--- start of Passage ---

The game was “old school” too, no tippy-tappy bollocks, no sophisticated answer to the meaning of life, nothing to lift it above the mundane norm of Gillingham vs. Chesterfield games over the years. With Jarvis, Mulligan, McDonald and Ndumbu-Nsungu all crocked Jepson opted for an ultra-cautious 4-5-1 with just Spiller up front on his own albeit with Bentley and Bastiens free to give him the support he clearly needed. With Chesterfield slumping towards relegation after their autumnal heroics in the League Cup it was never going to be a classic.

To be honest the combination of too much beer, too much sun and a stodgy game saw most fans reduced to quietly dozing in the comforting warmth, propped against the nearest crush barrier and dreaming of our halcyon days of Super Bob, Hessy and Iffy. There was precious little magic on show but at least the Gills looked organised and bothered. Chesterfield huffed and puffed but caused few moments of genuine worry which really is quite damning given our usual away day blues.

Larrieu was certainly alert to keep out the sporadic home attacks but they were all much of a muchness whilst our attacks could only dream of being sporadic. We mustered barely a meaningful pot shot before Bastiens headed wide in the dying embers of a sterile half. So far so good then!

The second period was fairly prosaic too, but did liven up in the last half an hour as the home side push forward in search of the goal that might save them from relegation. It was typical end of season stuff and yet both teams had something tangible to play for. There were three moments when a goal did become a genuine possibility, defining moments perhaps, certainly for Chesterfield, but for once there was to be a happy ending.

--- end of Passage ---

Exercise - Copy the stretch of the match report from "Larrieu was certainly" through "so good then!", word for word. The entries come from a separate source unrelated to the match report.

--- start of Records provided ---

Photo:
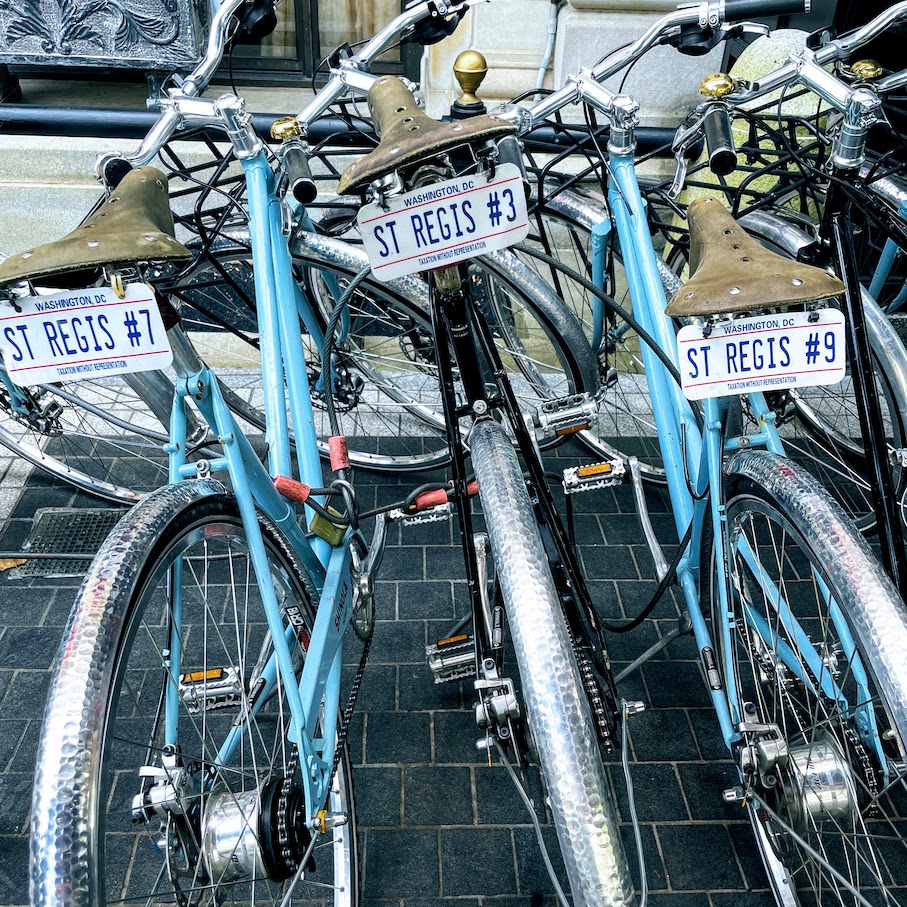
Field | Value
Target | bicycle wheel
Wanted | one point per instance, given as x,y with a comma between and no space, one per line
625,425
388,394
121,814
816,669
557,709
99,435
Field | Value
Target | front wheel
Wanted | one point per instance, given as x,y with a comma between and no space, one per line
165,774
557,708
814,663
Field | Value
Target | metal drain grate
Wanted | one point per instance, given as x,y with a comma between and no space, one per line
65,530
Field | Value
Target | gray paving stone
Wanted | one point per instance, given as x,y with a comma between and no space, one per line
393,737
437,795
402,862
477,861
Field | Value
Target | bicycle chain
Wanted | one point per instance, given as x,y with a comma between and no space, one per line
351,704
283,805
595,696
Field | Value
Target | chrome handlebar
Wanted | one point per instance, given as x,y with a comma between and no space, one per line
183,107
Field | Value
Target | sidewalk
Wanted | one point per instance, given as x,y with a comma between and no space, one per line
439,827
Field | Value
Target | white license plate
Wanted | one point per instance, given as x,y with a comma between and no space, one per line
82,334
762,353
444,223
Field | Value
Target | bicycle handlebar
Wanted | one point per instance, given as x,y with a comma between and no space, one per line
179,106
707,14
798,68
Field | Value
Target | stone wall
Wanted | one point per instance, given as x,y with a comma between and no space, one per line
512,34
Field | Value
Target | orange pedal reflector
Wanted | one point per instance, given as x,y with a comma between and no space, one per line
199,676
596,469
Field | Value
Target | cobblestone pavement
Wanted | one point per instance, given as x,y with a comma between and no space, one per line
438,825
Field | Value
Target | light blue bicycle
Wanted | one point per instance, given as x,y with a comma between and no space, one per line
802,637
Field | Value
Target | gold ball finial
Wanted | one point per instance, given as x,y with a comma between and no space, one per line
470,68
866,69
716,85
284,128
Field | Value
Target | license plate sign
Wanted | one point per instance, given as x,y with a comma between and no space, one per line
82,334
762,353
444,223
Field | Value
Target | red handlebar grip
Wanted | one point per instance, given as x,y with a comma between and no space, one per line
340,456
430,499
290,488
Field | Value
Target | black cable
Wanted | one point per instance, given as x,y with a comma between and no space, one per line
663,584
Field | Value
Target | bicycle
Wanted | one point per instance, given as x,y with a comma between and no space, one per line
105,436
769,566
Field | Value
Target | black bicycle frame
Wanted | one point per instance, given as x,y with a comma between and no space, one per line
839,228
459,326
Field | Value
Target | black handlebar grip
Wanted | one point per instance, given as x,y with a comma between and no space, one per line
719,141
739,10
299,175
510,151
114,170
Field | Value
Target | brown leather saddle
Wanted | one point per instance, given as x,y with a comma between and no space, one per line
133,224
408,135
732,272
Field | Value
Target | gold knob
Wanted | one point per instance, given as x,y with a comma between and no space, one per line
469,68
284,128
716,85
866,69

--- end of Records provided ---
--- start of Records provided ---

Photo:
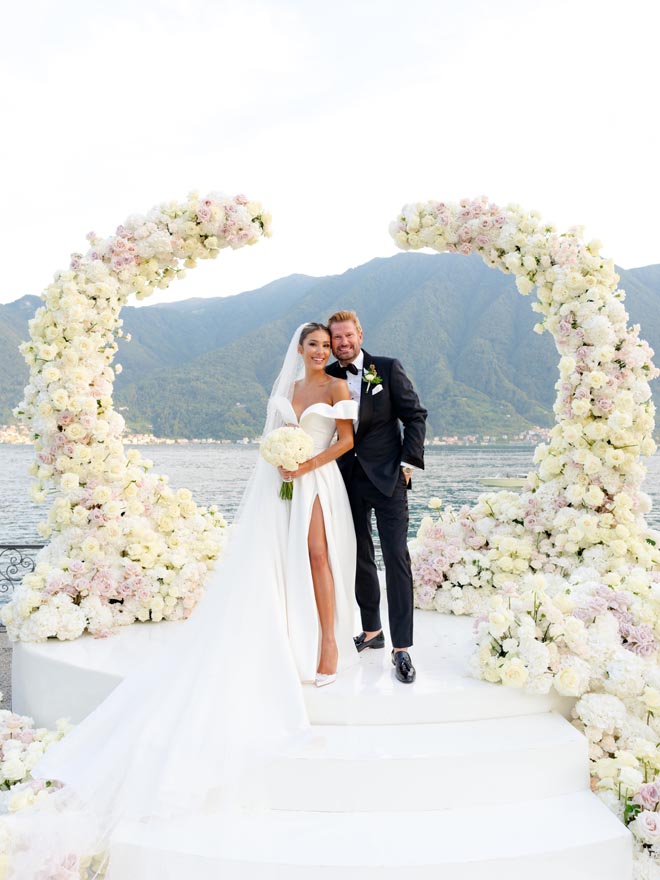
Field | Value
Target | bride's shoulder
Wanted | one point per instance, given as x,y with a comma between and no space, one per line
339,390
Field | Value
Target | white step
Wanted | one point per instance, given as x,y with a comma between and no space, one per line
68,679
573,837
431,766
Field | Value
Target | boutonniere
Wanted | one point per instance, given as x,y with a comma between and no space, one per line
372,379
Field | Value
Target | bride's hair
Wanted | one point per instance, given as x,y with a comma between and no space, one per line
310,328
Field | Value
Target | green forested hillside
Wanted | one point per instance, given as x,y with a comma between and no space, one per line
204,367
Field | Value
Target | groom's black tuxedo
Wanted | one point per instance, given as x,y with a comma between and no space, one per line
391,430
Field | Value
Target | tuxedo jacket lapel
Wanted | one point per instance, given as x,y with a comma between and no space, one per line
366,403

--- end of Records provided ---
--- start of Records provided ---

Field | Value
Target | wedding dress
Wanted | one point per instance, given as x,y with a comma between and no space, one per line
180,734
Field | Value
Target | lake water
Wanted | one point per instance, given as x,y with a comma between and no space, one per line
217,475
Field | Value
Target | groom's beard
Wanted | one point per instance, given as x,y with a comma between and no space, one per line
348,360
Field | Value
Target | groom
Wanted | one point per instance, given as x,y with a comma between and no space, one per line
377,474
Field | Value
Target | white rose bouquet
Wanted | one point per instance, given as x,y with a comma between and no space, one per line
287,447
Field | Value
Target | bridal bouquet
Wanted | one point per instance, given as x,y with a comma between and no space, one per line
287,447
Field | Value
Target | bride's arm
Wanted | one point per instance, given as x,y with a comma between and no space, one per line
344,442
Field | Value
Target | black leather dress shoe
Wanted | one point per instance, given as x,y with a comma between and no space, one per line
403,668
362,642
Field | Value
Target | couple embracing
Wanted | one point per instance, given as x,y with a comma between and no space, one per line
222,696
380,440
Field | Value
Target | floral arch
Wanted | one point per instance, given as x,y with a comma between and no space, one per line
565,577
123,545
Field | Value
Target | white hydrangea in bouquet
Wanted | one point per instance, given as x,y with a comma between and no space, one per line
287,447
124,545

--- end of Records provided ---

Complete answer -
Larrieu was certainly alert to keep out the sporadic home attacks but they were all much of a muchness whilst our attacks could only dream of being sporadic. We mustered barely a meaningful pot shot before Bastiens headed wide in the dying embers of a sterile half. So far so good then!